PROBLEM DETAILS: Which lines below contain the word "goalkeeper"? Collect every one of them and copy each in full.

** START LISTING **

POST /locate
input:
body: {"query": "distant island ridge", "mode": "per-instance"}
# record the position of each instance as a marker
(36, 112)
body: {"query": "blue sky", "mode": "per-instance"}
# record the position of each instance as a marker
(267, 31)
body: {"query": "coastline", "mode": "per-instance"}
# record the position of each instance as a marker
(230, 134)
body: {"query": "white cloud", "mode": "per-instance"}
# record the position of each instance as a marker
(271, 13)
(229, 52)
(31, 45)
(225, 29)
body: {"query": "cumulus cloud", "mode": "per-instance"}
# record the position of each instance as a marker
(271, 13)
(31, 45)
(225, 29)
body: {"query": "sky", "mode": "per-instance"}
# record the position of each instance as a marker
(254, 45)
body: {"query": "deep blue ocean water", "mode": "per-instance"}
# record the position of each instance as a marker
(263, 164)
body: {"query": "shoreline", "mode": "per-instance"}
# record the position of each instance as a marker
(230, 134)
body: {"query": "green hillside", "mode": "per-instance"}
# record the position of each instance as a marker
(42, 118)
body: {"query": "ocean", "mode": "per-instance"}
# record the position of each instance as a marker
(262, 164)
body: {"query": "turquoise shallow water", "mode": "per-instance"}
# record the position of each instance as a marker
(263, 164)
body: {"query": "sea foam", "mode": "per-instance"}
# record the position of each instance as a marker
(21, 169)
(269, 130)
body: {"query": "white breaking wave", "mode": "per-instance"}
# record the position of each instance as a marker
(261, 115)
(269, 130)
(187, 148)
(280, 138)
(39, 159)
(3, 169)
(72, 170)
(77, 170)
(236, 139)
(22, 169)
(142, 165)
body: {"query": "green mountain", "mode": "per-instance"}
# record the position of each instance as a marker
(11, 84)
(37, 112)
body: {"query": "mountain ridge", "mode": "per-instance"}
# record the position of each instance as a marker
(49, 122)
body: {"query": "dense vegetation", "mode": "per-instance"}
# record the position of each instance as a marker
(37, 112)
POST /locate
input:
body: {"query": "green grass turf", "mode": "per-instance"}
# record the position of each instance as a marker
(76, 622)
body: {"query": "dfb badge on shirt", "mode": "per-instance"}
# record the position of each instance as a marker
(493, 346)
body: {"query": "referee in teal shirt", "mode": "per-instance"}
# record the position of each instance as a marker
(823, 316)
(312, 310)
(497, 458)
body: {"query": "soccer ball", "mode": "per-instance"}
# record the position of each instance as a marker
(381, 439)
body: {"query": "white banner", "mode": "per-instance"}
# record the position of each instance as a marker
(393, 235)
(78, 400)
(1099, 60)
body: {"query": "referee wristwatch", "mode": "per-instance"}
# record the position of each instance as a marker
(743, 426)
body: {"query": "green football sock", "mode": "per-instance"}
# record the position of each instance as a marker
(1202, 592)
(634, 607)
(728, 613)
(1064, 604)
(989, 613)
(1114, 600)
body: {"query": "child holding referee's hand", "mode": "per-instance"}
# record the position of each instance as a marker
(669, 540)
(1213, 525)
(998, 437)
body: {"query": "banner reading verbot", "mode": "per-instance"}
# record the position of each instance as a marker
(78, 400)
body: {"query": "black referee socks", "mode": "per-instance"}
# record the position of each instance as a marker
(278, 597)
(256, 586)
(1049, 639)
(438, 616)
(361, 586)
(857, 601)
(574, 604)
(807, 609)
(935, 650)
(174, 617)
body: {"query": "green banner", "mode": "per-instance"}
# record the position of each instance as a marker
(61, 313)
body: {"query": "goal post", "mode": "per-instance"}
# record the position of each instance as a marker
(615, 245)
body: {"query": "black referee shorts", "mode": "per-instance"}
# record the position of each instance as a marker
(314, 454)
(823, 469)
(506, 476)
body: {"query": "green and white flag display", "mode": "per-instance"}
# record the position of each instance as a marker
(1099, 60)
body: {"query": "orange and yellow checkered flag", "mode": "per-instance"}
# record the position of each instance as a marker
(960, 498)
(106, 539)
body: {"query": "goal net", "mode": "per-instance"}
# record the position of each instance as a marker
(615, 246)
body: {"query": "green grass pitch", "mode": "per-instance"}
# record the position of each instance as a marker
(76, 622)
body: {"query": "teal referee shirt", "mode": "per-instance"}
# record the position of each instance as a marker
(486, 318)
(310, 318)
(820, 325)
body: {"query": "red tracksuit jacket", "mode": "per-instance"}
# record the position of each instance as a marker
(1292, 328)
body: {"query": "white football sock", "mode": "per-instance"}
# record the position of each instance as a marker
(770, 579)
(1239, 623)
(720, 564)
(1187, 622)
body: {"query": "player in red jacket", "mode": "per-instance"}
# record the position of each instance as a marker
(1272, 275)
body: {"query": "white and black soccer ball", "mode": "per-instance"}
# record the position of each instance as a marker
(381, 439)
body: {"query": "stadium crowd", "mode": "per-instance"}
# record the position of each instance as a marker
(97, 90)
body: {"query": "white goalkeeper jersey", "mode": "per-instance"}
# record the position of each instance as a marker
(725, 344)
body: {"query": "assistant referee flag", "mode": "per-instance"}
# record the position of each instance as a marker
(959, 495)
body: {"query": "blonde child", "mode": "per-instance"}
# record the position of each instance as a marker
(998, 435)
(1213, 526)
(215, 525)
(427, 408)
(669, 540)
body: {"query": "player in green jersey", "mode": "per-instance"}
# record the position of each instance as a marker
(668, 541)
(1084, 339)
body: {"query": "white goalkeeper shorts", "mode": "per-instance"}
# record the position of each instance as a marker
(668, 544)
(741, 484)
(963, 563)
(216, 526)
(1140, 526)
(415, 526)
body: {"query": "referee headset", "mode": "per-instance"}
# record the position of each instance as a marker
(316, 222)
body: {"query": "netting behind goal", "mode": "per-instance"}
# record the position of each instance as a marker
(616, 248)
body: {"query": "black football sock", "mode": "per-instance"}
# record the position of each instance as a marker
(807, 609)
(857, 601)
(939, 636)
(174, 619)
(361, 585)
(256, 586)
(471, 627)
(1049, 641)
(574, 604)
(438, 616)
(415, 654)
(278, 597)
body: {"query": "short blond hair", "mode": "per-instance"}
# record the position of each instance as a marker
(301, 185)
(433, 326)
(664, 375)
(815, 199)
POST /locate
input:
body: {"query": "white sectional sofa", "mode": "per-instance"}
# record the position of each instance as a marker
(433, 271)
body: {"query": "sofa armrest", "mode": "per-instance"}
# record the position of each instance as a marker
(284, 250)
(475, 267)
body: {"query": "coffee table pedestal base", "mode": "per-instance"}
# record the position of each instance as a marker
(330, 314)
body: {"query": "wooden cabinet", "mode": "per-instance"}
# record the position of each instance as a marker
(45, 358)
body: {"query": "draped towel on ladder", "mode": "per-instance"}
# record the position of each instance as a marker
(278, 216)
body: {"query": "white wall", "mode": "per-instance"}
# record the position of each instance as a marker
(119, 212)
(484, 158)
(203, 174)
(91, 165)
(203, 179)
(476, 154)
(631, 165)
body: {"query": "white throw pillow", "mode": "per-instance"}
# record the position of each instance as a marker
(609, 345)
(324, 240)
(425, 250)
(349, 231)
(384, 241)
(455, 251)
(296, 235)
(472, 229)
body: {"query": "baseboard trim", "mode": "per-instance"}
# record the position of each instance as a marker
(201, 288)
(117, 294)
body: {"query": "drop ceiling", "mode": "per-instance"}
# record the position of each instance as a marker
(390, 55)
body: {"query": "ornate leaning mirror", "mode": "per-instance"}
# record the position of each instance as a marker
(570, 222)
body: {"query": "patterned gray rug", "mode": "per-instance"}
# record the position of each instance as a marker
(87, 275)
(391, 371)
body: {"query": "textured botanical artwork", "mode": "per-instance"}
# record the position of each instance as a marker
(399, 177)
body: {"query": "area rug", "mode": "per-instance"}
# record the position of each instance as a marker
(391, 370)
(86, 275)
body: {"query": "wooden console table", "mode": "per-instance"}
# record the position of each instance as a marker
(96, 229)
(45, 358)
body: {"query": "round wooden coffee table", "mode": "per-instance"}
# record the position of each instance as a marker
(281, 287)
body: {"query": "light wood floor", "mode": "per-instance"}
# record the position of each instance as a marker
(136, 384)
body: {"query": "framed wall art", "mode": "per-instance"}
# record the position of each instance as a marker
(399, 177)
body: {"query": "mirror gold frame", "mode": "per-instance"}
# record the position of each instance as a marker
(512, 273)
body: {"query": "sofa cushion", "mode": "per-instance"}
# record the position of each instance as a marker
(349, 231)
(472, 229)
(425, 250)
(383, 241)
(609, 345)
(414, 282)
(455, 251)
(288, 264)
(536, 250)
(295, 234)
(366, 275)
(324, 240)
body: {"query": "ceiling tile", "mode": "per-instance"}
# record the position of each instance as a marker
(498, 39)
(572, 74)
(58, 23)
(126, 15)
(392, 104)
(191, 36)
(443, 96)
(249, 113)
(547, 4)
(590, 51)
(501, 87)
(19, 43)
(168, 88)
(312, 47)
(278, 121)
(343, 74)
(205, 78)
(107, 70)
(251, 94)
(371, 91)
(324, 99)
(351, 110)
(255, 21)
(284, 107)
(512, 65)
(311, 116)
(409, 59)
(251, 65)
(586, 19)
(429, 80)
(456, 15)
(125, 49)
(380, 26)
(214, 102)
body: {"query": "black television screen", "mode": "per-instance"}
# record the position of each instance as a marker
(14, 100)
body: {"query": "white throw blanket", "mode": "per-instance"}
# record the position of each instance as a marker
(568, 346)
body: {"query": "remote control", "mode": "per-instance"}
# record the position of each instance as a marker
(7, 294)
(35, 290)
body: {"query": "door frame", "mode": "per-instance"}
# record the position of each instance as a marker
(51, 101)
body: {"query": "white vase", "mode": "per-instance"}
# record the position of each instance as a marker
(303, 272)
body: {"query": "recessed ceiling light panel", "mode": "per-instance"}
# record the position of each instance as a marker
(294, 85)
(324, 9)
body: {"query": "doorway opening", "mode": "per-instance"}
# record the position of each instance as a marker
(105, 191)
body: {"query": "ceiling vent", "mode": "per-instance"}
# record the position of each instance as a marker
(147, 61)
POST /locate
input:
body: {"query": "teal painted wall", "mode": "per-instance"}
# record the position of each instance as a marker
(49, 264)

** END LISTING **

EXERCISE RESULT:
body: {"query": "white goalkeeper jersey", "mode": "per-instance"}
body: {"query": "white goalkeeper shorts", "mode": "per-instance"}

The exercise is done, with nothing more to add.